DATA SUPPLIED:
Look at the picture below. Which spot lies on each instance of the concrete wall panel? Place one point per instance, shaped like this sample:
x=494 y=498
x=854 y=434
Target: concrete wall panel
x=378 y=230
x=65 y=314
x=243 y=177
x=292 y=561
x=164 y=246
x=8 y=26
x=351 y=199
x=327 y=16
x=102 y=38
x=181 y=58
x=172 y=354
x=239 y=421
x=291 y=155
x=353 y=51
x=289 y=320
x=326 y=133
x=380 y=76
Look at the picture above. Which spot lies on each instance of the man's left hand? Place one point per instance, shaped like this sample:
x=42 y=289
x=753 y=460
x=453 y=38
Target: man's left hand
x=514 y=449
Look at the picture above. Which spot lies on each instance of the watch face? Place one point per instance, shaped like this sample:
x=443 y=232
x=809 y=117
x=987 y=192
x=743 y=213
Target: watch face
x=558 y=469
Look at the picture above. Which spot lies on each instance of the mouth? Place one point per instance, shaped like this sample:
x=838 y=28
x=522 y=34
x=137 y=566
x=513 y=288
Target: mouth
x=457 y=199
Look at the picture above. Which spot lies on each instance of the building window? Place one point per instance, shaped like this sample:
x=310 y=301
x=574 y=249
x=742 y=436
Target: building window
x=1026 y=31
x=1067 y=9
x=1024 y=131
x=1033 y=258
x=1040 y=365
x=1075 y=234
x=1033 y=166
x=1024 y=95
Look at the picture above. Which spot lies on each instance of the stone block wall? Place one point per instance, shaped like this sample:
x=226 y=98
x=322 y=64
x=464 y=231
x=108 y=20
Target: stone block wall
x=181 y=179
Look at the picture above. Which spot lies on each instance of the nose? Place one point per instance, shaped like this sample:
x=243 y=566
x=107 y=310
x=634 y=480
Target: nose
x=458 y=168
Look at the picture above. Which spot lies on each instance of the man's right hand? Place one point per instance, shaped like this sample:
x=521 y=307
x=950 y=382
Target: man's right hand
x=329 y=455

WHAT YOU HAVE TO DO: The data given before this task must be transcribed exactly and in full.

TASK RESULT:
Look at the picture below. Which spot lies on each instance of the concrete wall panel? Place one point per instance, shaped like this sample:
x=494 y=498
x=854 y=434
Target: concrete wall panel
x=378 y=230
x=65 y=314
x=243 y=177
x=292 y=561
x=164 y=246
x=8 y=26
x=351 y=199
x=327 y=16
x=102 y=38
x=181 y=58
x=172 y=354
x=239 y=421
x=291 y=155
x=353 y=51
x=289 y=320
x=326 y=133
x=380 y=76
Look at the picture above. Which spot lies on each instance of the man's left hand? Place one point per instance, shaped like this sample:
x=42 y=289
x=753 y=460
x=453 y=38
Target: man's left hand
x=514 y=449
Look at the picture above. Which spot lies on each instance of the watch face? Place one point per instance, shaped like this sample:
x=443 y=232
x=809 y=117
x=987 y=192
x=743 y=213
Target: watch face
x=558 y=469
Look at the picture above. Which spot lies on each instance of the mouth? Place one point per instance, shaped like this sample:
x=838 y=28
x=522 y=34
x=137 y=566
x=513 y=288
Target: mouth
x=457 y=199
Look at the picture above. Which spot lies on each instance of the building window? Place one point per instance, shaped like this sample:
x=310 y=301
x=574 y=249
x=742 y=436
Target: building window
x=1026 y=31
x=1067 y=9
x=1024 y=131
x=1033 y=258
x=1040 y=365
x=1075 y=234
x=1033 y=166
x=1024 y=95
Look at the picture above. Which spot lies on each instance of the stone block wall? Place one point per instance, shaped like this sample:
x=226 y=98
x=322 y=64
x=464 y=231
x=108 y=20
Target: stone block wall
x=181 y=179
Look at the picture above. Which spot lies on each instance of the nose? Place one point per instance, shaped like this sample:
x=243 y=566
x=107 y=310
x=634 y=480
Target: nose
x=458 y=168
Look at the picture above. Which spot lies on each instance of the man's right hand? Place one point per instance, shaped like this sample:
x=521 y=307
x=950 y=382
Target: man's right hand
x=329 y=455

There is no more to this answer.